* O problema:
Responda a estas perguntas sobre o excerto acerca da pandemia e do desenvolvimento infantil:
1. Segundo a revisão de Panchal et al (2021), que percentagem das crianças apresentou distúrbios alimentares?
2. Com quantas crianças foi realizado o estudo de Tognetta et al. (2022)?
3. Que enfermeiros especialistas são nomeados como tendo a avaliação do desenvolvimento infantil entre as suas competências?

Ao nível do confinamento, Panchal et al (2021), realizaram uma revisão sistemática da literatura, cujos resultados revelam que 41% das crianças apresentaram distúrbios alimentares, sintomas como stress, irritabilidade e medo. Referem ainda que foram identificados sintomas de stress pos traumático em 3,7% das crianças, ressalvando no entanto que a sintomatologia só se manifesta meses após o evento traumático, o que permite refletir sobre a importância de monitorizar estes sintomas a longo prazo.
Por outro lado, o aumento na utilização de tecnologias, tornou-se problemático. Freitas et al (2022) referem no seu estudo, que levou a um aumento do stress, raiva, pensamentos negativos, tensão, desapontamento, tristeza e depressão.
A nível emocional, Tognetta et al. (2022), num estudo realizado com 1041 crianças, identificaram que as crianças têm apresentado sentimentos e comportamentos que indicam sofrimento emocional, como medo, ansiedade, solidão e automutilação.
Os autores consideram que a pandemia COVID-19 interfere negativamente com o desenvolvimento estrutural do cérebro, entre outras áreas do desenvolvimento infantil, potenciando situações de depressão, distúrbios ansiosos, alimentares e também mudanças comportamentais.
5. Considerações finais
A presente revisão scoping permitiu mapear a evidência científica e destacar o impacto que a vivência da pandemia COVID 19 teve ao nível do desenvolvimento infantil. Nos estudos incluídos, foram identificadas alterações no estabelecimento de relações interpessoais, no desenvolvimento de competências relacionais, estratégias de coping e no reconhecimento e gestão das emoções. Todos estes aspetos, que possuem potencial para condicionar o desenvolvimento infantil, podem ter consequências a curto, médio e longo prazo.
Esta temática tem particular importância para a Enfermagem, uma vez que a avaliação do desenvolvimento infantil faz parte das competências dos enfermeiros, nomeadamente dos Enfermeiros Especialistas em Enfermagem de Saúde Infantil e Pediatria. Estando explícito na evidência científica que as medidas adotadas para contenção da pandemia impactaram negativamente o desenvolvimento infantil, importa avaliar o desenvolvimento, compreender as alterações contextuais que originaram uma eventual alteração, e em parceria com os cuidadores, implementar estratégias para a promoção de um desenvolvimento infantil adequado.
Assim, como implicações para a prática, os planos de cuidados devem ser construídos e implementados em parceria com a criança e seus cuidadores, orientando-os na promoção do desenvolvimento infantil, atuando de forma integrada na equipe multiprofissional.
Neste contexto, como implicações para a investigação, devem ser desenvolvidos estudos adicionais sobre o tema, que versem sobre as alterações a médio e longo prazo, destacando quais os novos desafios na área da promoção do desenvolvimento infantil e efetividade das intervenções que já estão a ser implementadas.

* Entradas apresentadas:

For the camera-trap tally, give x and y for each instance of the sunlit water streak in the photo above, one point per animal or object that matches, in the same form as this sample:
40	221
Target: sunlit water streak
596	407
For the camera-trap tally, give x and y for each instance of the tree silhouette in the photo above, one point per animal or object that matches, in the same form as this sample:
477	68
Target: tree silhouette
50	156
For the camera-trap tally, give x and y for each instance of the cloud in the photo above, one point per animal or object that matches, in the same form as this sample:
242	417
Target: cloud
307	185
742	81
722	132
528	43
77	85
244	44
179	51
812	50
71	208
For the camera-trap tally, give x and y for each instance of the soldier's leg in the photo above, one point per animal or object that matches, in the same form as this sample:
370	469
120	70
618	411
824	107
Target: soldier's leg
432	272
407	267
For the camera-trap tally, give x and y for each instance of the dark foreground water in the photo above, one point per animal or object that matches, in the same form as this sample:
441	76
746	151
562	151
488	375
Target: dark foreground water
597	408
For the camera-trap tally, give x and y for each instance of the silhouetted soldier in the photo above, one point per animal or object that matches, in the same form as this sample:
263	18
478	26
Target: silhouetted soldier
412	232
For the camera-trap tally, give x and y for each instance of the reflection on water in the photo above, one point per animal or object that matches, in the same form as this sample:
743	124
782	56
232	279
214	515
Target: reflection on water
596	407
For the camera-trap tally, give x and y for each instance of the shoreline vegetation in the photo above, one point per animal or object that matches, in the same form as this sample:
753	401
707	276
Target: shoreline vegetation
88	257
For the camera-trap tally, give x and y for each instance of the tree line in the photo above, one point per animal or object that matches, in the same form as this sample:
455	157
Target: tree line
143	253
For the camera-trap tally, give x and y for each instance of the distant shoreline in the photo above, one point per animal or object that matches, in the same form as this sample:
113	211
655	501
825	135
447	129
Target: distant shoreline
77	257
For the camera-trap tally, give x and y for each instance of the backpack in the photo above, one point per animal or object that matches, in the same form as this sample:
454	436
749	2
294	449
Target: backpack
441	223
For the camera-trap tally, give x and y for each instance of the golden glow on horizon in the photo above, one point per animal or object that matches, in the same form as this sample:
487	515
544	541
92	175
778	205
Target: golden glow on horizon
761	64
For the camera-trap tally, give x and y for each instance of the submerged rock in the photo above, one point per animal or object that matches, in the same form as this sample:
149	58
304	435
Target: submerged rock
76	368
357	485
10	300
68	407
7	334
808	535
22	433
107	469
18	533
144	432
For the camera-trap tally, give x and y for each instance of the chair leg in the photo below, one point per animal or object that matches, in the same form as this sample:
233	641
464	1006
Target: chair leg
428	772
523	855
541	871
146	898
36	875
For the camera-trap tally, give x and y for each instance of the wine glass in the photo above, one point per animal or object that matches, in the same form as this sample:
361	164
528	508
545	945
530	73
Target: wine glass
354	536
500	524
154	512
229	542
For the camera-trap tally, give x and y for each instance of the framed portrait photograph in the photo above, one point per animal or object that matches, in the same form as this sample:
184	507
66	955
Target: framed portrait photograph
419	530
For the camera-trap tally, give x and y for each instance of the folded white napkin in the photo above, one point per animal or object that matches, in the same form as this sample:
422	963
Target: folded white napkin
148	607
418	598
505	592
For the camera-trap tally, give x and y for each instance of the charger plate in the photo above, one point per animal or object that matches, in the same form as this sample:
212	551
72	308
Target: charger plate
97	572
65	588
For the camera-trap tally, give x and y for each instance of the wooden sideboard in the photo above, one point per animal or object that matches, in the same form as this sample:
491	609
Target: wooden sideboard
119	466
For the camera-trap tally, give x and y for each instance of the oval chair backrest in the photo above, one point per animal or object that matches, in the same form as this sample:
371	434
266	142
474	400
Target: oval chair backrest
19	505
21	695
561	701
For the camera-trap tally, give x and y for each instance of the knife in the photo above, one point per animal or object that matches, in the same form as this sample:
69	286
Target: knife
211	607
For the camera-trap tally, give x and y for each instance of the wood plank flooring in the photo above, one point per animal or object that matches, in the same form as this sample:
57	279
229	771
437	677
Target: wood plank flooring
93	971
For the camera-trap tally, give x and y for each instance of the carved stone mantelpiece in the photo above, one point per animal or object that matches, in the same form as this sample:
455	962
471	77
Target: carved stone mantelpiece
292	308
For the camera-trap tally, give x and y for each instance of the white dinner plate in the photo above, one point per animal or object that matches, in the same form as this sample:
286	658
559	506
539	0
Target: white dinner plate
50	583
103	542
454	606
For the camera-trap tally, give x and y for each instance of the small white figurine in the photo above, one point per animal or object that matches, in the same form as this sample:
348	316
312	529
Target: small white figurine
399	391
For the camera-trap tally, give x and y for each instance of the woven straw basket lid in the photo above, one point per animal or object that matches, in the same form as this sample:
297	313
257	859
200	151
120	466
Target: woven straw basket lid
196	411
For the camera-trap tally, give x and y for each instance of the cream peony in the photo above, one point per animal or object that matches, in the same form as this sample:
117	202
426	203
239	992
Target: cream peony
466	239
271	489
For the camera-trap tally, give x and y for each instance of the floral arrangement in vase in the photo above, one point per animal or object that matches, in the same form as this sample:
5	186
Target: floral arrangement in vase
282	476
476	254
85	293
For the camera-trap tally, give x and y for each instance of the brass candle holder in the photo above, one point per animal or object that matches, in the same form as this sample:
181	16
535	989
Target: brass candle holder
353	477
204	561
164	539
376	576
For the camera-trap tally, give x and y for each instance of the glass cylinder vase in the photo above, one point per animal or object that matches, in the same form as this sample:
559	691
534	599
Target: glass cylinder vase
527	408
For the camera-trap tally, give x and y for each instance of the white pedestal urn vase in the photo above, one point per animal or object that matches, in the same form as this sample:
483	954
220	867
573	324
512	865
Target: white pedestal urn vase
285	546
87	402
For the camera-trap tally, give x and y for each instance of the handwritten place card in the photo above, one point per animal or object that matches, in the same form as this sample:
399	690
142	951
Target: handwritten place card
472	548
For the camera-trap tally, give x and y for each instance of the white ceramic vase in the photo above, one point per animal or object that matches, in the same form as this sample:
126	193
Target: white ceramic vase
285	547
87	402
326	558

* Resposta:
1. 41%.
2. 1041 crianças.
3. Os Enfermeiros Especialistas em Enfermagem de Saúde Infantil e Pediatria.